# Assignment:
Return every record below exactly as written, but leave out the pictures.

Region pointing data

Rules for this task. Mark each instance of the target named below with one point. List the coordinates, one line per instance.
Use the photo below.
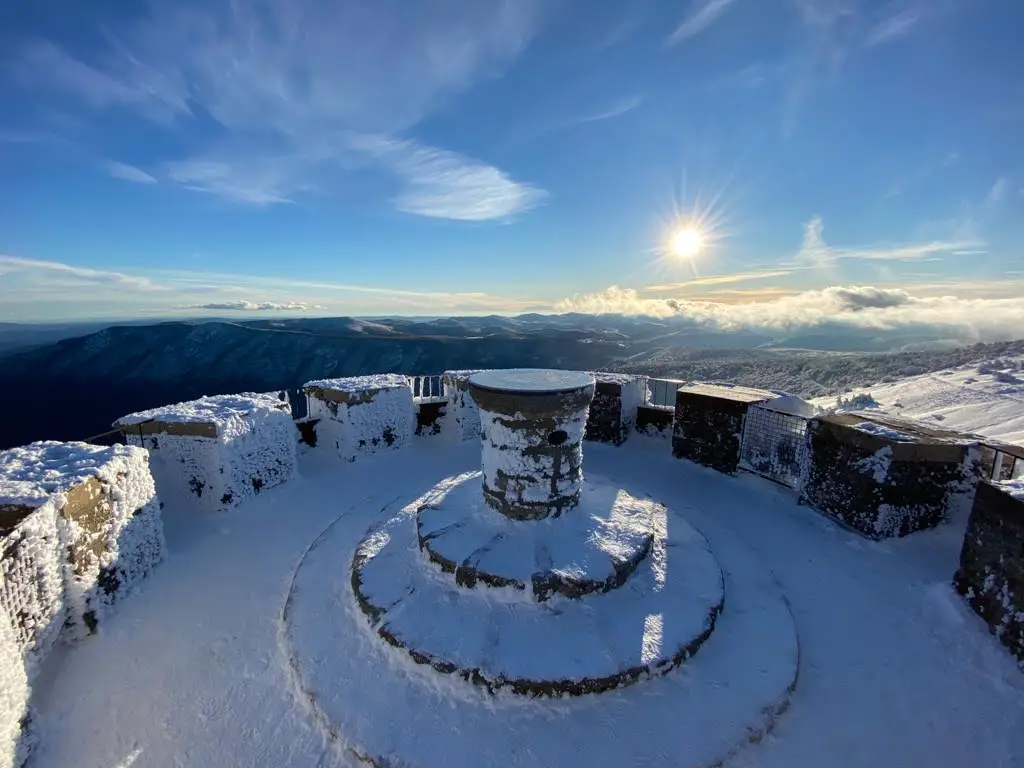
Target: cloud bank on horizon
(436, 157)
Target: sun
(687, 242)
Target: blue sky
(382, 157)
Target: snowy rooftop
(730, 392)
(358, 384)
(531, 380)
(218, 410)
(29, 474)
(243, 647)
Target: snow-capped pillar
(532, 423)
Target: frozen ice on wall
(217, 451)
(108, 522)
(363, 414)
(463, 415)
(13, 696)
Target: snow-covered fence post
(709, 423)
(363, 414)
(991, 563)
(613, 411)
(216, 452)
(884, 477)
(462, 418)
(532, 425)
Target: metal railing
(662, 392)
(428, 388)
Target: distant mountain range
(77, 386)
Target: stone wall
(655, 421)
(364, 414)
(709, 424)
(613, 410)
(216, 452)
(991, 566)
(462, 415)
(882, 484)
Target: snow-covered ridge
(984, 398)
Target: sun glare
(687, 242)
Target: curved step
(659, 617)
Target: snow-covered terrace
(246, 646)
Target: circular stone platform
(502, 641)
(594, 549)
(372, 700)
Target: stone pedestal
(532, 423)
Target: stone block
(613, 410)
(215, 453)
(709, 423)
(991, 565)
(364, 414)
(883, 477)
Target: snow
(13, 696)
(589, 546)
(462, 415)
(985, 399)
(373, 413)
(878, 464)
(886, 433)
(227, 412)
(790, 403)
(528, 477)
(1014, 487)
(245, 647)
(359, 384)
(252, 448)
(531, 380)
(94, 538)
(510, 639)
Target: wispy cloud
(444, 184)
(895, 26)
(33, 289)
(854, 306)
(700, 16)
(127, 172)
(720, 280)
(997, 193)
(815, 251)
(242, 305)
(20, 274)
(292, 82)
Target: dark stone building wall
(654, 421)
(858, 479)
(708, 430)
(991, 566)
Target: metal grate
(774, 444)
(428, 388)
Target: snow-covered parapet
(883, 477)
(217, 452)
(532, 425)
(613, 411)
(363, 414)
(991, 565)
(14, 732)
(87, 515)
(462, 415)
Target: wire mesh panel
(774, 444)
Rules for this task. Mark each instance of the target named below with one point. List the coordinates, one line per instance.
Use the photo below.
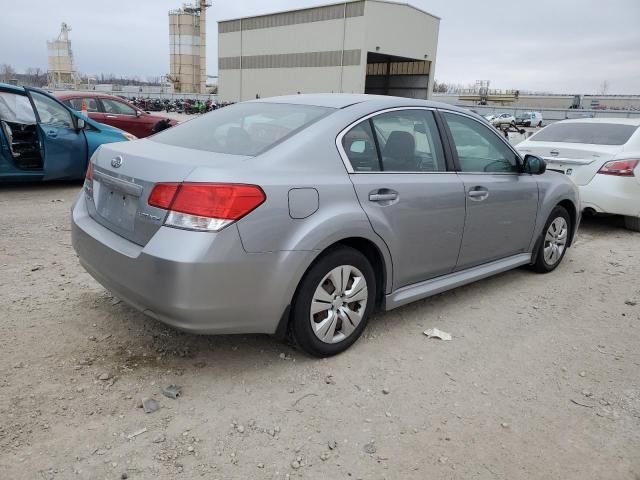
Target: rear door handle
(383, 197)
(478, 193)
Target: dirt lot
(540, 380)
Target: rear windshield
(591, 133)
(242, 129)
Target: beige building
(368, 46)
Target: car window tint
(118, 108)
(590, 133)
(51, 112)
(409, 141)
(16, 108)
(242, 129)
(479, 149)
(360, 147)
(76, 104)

# Reply:
Rules for this task. Mark each instance of the target named below with one point. List the coordinates, one line per instance.
Use the photo below.
Target: cloud bank on horizon
(436, 157)
Target: sun
(687, 242)
Target: blue sky
(382, 157)
Target: snowy rooftop
(730, 392)
(358, 384)
(531, 380)
(218, 410)
(29, 474)
(243, 647)
Target: snow-capped pillar
(532, 423)
Target: frozen ice on wall
(217, 451)
(108, 522)
(363, 414)
(463, 415)
(13, 696)
Target: snow-covered fence post
(709, 423)
(363, 414)
(991, 563)
(613, 411)
(216, 452)
(884, 477)
(462, 418)
(532, 425)
Target: metal railing
(662, 392)
(428, 388)
Target: distant mountain range
(77, 386)
Target: stone wall
(655, 421)
(364, 414)
(709, 424)
(613, 410)
(216, 452)
(991, 566)
(462, 415)
(882, 484)
Target: snow-covered ridge
(984, 398)
Target: sun glare
(687, 242)
Target: curved step
(659, 617)
Target: snow-covered terrace
(246, 646)
Target: circular stone platform
(502, 641)
(594, 549)
(372, 700)
Target: stone pedestal
(532, 423)
Target: stone block
(613, 410)
(215, 453)
(709, 423)
(991, 565)
(364, 414)
(883, 477)
Target: snow
(13, 696)
(589, 546)
(462, 415)
(985, 399)
(373, 413)
(878, 464)
(886, 433)
(227, 412)
(790, 403)
(528, 477)
(1014, 487)
(245, 647)
(359, 384)
(252, 448)
(531, 380)
(94, 538)
(510, 639)
Target: wispy cloud
(444, 184)
(895, 26)
(33, 289)
(854, 306)
(700, 16)
(127, 172)
(720, 280)
(997, 193)
(815, 251)
(242, 305)
(20, 274)
(292, 82)
Target: dark stone building wall
(654, 421)
(858, 479)
(708, 430)
(991, 566)
Target: metal grate
(774, 444)
(428, 388)
Target: snow-covered parapet
(883, 477)
(217, 452)
(532, 425)
(613, 411)
(363, 414)
(991, 565)
(14, 732)
(87, 515)
(462, 415)
Target: wire mesh panel
(774, 444)
Rules for this task. Mark each instance of the target named below with one point. List the coordinates, one line per instance.
Use the photo below.
Target: rear door handle
(383, 197)
(478, 193)
Target: dirt lot
(540, 380)
Target: rear windshield
(591, 133)
(242, 129)
Target: beige building
(368, 46)
Target: car window tint
(118, 108)
(590, 133)
(51, 112)
(409, 141)
(16, 108)
(242, 129)
(479, 149)
(360, 147)
(76, 104)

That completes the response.